AIM OF THE TASK —
Give the records again in full, exactly as they are.

Dataset entries —

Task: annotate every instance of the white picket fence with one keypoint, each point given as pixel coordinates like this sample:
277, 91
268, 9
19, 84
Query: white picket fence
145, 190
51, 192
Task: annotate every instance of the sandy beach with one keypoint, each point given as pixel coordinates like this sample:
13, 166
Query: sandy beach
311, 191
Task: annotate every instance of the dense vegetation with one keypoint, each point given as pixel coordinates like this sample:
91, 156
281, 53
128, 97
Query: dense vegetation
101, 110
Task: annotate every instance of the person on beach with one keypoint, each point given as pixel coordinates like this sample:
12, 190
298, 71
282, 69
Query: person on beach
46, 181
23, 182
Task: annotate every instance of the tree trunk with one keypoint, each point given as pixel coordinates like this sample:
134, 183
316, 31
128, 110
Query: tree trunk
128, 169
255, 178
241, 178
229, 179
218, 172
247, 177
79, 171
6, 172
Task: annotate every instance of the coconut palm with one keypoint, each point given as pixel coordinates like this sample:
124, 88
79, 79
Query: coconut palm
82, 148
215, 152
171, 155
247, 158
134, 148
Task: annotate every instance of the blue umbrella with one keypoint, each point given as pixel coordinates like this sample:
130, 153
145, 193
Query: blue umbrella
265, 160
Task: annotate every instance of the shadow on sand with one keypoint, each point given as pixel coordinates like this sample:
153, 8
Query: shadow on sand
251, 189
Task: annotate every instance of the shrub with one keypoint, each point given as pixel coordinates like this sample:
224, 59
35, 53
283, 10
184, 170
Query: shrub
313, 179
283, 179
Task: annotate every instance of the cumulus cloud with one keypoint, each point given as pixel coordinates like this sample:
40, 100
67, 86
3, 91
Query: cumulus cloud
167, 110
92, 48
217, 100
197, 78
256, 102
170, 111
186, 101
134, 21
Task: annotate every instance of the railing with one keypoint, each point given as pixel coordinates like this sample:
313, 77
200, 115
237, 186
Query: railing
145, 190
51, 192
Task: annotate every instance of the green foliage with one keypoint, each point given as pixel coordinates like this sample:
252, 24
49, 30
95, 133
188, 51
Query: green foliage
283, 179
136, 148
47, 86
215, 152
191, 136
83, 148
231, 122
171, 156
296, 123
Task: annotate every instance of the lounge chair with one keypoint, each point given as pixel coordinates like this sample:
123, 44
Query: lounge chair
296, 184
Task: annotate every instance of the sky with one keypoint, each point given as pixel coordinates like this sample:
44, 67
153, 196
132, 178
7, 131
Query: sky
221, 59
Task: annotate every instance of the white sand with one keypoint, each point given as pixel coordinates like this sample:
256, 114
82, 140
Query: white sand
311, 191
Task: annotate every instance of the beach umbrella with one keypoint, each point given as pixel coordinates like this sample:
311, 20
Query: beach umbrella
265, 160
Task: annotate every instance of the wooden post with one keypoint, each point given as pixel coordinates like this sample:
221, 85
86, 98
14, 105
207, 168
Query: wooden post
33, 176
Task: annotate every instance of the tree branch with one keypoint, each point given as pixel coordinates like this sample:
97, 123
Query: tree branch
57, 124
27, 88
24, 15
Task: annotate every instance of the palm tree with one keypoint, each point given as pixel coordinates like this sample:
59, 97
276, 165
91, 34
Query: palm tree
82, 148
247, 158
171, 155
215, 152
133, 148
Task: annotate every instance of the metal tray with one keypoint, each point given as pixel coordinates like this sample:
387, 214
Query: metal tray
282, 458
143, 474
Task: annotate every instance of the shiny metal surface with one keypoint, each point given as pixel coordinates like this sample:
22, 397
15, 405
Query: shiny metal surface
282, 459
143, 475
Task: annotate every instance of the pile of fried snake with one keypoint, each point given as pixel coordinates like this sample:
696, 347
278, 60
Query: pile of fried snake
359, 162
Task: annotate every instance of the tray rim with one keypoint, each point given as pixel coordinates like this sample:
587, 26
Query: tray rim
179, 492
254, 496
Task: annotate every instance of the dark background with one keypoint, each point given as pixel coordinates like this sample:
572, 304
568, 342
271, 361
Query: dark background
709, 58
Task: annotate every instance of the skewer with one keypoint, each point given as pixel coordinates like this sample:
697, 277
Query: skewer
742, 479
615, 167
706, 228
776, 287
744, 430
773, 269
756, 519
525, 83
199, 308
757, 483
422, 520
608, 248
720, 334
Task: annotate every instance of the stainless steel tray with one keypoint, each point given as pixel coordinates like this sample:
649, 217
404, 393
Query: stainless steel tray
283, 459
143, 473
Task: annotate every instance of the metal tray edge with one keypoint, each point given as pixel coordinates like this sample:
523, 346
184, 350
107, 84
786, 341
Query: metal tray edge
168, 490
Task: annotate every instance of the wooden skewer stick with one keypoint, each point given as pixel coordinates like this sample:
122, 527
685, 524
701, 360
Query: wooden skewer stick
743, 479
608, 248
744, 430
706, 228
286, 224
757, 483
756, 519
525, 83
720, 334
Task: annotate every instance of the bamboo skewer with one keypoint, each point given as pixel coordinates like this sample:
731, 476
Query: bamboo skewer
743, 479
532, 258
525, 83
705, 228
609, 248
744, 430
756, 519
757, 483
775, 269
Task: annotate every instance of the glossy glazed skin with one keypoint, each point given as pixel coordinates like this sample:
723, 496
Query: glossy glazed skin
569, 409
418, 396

EXERCISE ANSWER —
Task: annotate every instance of the white picket fence with one keypoint, each point given as pixel coordinates like this sample:
277, 91
268, 9
19, 84
Query: white picket fence
145, 190
51, 192
Task: annotate every instance of the sandy beach with one keypoint, each point given as pixel coordinates like this sample:
13, 166
Query: sandy beach
311, 191
Task: annotate every instance of the dense vegetation with one keypoint, each point given as pixel coordinates like this sample:
91, 156
281, 53
128, 97
Query: dense vegetation
101, 110
Task: annotate every instance of the person on beach with one keypoint, each point given as pixel coordinates like this sample:
12, 190
298, 71
282, 69
Query: person on beach
46, 181
23, 182
Task: annotate every instance of the tree trunk with one keypoint, each point given as pixel coordinates like this sample:
134, 183
316, 31
128, 110
Query: tree trunk
128, 169
255, 178
241, 178
229, 179
218, 172
247, 177
79, 171
6, 172
Task: annotate every instance of the coconut palm with one keypoint, each point given as pixel coordinates like this sample:
124, 88
79, 79
Query: coconut palm
82, 148
215, 152
171, 155
247, 158
134, 148
Task: annotate every instance of the blue umbrella with one keypoint, each point given as pixel coordinates like this sample:
130, 153
145, 193
Query: blue umbrella
265, 160
Task: annotate every instance of the shadow on sand with one keypoint, each point given as pixel coordinates like this sample:
153, 8
Query: shadow on sand
251, 189
Task: annotate every instance of the shrub with one keypoint, each point given as pixel coordinates like this sample:
224, 59
35, 53
283, 10
184, 170
Query: shrub
313, 179
283, 179
Task: annotate every instance of the cumulus cloud with one keypoint, each point given as pixel coordinates like this sample:
40, 100
67, 86
3, 91
Query: cumulus cloud
167, 110
92, 48
217, 100
197, 78
256, 102
170, 111
186, 101
134, 21
Task: annotate every instance of the railing with one keypoint, each point given as pixel coordinates like this sample:
313, 77
200, 115
237, 186
Query: railing
145, 190
51, 192
Task: annotate every instance of the green foliage with one keypoint, each point given as pixel coordinates like this sample:
252, 24
49, 30
95, 133
188, 51
Query: green foliage
283, 179
136, 148
47, 86
215, 152
191, 136
83, 148
231, 122
171, 156
296, 123
Task: annotate every instance of the lounge chair with one keypoint, each point given as pixel coordinates like this sample:
123, 44
Query: lounge chair
296, 184
Task: annotate every instance of the sky with one keypoint, each point given as pixel coordinates like this sample:
44, 67
153, 196
132, 178
7, 131
Query: sky
221, 59
Task: annotate every instance of the white sand with one keypoint, each point given as pixel coordinates like this sample:
256, 114
82, 140
Query: white sand
311, 191
Task: annotate every instance of the beach umbrella with one keypoint, each point given as pixel coordinates like this sample:
311, 20
Query: beach umbrella
265, 160
Task: annotate every instance of the wooden post with one keypoint, each point given as pixel coordinates like this sample:
221, 85
86, 98
14, 105
207, 168
Query: wooden post
33, 176
Task: annotate every instance of the tree branch with one keypoint, each point given as pixel coordinates like this sample:
97, 123
Query: tree branch
57, 124
27, 88
24, 15
Task: annotate every instance of the palm tree with one keypoint, each point given as pixel coordinates like this sample:
59, 97
276, 165
91, 34
Query: palm tree
82, 148
247, 158
171, 155
215, 152
133, 148
Task: annotate every instance of the metal tray with one keypoint, each point given as pixel coordinates like this sample:
387, 214
Query: metal tray
282, 458
143, 474
Task: annotate every instance of the shiny metal surface with one keypoint, each point given as pixel coordinates like this sample:
22, 397
15, 405
Query: shiny metal surface
282, 459
143, 475
Task: annotate every instance of the pile of fried snake with one keypoint, each point given as pixel coordinates like this sample:
696, 347
278, 60
Query: pile of fried snake
359, 162
Task: annotate every instance of the tray rim with one keypoint, each point given as pixel coordinates like this sample:
587, 26
Query: tray rim
179, 492
254, 496
Task: annotate every instance of the dark background with one keypoint, each point given as pixel coordinates like this sample:
572, 304
568, 342
271, 361
Query: dark background
709, 58
Task: annotate every instance of the skewer with one keypoint, each point given as pixel coordinates like this sample:
697, 277
Query: skewer
742, 479
615, 167
706, 228
776, 287
744, 430
773, 269
756, 519
525, 83
199, 308
757, 483
422, 520
608, 248
720, 334
Task: annotate every instance of the stainless steel tray with one keypoint, each point given as pixel coordinates like this sample:
649, 217
404, 393
Query: stainless steel tray
283, 459
143, 473
Task: annotate every instance of the metal tray edge with one keypoint, each point given as pixel coordinates like this sample:
523, 346
184, 350
107, 84
786, 341
Query: metal tray edge
168, 490
Task: annotate every instance of the wooden skewer stick with one keypoint, each point given as pixel coordinates like this sample:
122, 527
685, 524
701, 360
Query: wooden skewer stick
743, 479
608, 248
744, 430
706, 228
286, 224
757, 483
756, 519
525, 83
720, 334
Task: annotate every instance of the bamboo skewer with one keypoint, each point given as pixel coordinates like this sample:
731, 476
Query: bamboo skewer
743, 479
532, 258
525, 83
705, 228
609, 248
744, 430
756, 519
757, 483
775, 269
Task: annotate every instance of the glossy glazed skin with one keypoint, each point given as pixel coordinates like this sample:
723, 496
Query: glossy glazed skin
569, 409
418, 396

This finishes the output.